# BRIEF
Can you reproduce everything in the records below, from the line containing "Find the grassy" down to the end of the records, word for word?

======== SOURCE RECORDS ========

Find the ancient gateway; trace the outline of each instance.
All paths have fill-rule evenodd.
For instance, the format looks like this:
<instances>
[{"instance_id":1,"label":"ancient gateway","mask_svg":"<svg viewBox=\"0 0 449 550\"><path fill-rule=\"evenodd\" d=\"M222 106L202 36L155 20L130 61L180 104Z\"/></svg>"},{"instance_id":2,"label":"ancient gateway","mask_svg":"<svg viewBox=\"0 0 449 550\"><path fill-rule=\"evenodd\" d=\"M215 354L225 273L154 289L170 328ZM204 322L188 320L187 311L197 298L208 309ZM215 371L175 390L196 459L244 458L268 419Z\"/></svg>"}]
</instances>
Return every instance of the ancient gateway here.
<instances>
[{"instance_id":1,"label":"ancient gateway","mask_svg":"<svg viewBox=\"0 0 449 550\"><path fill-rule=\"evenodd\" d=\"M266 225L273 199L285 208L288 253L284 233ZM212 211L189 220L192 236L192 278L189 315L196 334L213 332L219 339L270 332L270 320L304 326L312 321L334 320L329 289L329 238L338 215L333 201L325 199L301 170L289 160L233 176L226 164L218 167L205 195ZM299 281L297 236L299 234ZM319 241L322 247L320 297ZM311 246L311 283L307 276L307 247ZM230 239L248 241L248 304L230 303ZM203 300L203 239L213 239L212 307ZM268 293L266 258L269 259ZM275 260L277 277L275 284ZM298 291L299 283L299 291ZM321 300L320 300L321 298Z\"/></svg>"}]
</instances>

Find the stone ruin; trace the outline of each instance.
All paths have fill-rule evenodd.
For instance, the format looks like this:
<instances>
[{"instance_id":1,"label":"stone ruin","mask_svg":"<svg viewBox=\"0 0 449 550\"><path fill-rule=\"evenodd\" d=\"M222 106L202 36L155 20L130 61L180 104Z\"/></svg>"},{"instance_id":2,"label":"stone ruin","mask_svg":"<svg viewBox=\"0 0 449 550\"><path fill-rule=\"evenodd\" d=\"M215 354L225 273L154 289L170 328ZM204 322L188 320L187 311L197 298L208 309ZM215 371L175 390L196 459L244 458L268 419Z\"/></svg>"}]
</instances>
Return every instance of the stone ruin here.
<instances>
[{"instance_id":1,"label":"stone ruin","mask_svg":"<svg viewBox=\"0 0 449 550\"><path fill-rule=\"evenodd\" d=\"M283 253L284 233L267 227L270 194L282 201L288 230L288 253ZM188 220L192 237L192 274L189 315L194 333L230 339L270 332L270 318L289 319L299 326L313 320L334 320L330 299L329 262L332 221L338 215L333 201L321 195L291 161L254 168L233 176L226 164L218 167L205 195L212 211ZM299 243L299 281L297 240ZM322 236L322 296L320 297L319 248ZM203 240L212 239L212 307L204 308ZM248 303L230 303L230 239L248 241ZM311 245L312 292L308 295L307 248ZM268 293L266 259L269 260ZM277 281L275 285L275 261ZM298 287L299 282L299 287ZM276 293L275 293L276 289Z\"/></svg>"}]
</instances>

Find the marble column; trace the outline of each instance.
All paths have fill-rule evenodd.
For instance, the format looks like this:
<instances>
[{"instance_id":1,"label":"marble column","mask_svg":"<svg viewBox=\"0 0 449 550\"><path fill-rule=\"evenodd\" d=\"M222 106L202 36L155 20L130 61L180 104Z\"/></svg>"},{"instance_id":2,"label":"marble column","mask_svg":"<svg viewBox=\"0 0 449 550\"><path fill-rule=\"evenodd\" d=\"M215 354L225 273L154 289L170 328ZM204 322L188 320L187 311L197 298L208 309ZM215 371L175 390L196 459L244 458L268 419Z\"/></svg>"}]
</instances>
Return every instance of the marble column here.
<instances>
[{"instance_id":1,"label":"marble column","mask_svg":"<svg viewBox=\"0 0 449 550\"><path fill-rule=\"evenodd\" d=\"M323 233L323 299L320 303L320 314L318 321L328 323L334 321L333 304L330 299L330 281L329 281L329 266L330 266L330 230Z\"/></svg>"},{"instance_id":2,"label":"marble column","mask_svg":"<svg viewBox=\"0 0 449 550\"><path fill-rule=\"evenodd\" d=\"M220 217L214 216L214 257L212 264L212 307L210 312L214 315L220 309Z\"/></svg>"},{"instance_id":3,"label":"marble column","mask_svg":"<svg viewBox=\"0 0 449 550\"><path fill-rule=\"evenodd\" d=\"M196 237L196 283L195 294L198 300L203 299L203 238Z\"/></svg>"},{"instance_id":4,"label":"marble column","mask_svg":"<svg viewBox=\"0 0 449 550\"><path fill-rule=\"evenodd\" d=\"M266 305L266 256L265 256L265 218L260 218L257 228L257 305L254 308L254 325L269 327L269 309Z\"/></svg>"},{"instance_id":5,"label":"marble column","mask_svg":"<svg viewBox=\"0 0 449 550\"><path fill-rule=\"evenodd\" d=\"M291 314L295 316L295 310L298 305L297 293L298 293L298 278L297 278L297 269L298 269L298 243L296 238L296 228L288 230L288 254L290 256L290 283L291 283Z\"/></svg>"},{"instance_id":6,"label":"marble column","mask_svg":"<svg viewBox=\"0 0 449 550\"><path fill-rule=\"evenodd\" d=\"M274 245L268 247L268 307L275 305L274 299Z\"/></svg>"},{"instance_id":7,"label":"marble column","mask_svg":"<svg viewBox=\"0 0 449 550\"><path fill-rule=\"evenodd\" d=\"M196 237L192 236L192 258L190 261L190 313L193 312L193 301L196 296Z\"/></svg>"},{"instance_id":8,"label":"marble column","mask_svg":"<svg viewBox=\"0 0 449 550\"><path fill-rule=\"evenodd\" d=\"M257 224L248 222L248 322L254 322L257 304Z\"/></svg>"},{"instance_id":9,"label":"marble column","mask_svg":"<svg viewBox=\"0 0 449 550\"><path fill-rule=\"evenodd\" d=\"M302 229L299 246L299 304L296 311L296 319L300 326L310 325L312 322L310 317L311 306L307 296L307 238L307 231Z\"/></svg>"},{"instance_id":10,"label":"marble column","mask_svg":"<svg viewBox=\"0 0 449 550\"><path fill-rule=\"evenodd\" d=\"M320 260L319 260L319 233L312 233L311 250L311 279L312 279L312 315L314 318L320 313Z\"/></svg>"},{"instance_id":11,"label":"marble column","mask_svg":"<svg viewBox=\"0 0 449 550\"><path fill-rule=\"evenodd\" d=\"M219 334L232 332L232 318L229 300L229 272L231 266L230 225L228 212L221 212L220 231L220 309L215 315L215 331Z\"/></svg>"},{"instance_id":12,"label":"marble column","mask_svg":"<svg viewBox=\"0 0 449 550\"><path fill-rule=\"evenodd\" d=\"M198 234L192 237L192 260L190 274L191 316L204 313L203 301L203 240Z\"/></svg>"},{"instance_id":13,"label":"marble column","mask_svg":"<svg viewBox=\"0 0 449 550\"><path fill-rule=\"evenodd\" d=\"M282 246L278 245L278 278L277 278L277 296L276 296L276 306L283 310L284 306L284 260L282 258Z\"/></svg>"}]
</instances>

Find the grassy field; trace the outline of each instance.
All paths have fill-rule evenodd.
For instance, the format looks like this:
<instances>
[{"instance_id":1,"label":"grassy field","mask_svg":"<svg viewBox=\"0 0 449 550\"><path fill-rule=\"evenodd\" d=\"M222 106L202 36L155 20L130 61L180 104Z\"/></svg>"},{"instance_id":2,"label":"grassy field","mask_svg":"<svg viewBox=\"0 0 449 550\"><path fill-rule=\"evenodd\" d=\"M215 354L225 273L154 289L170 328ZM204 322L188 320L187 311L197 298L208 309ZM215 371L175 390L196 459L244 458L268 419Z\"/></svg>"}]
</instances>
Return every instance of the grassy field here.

========

# RESULT OF THE EXERCISE
Find the grassy field; trace the outline of each instance.
All paths have fill-rule evenodd.
For instance, the format looks like this:
<instances>
[{"instance_id":1,"label":"grassy field","mask_svg":"<svg viewBox=\"0 0 449 550\"><path fill-rule=\"evenodd\" d=\"M222 106L202 36L155 20L130 61L180 104Z\"/></svg>"},{"instance_id":2,"label":"grassy field","mask_svg":"<svg viewBox=\"0 0 449 550\"><path fill-rule=\"evenodd\" d=\"M215 354L225 273L154 289L170 328ZM204 322L188 320L187 311L197 298L208 309ZM215 371L175 390L196 459L244 458L268 419Z\"/></svg>"}]
</instances>
Return every instance of the grassy field here.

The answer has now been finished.